>> start
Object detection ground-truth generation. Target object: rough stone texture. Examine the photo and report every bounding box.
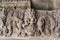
[0,0,60,40]
[31,0,60,10]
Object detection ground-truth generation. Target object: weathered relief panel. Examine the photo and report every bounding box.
[0,0,60,40]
>> end
— WHAT TO PRODUCE —
Give every line of the items above as a Markdown table with two columns, Row for the row number and Line for the line itself, and leave out blank lines. Omit the pictures from the table.

— RESULT OF THIS EXERCISE —
| Row | Line |
|---|---|
| 1 | Object detection ground-truth generation. Target object: rough stone texture. Examine the photo and report every bounding box. |
| 2 | [0,0,60,40] |
| 3 | [31,0,60,10] |
| 4 | Object detection ground-truth generation. Target object: weathered relief panel. Examine the photo and report every bounding box. |
| 5 | [0,0,60,40] |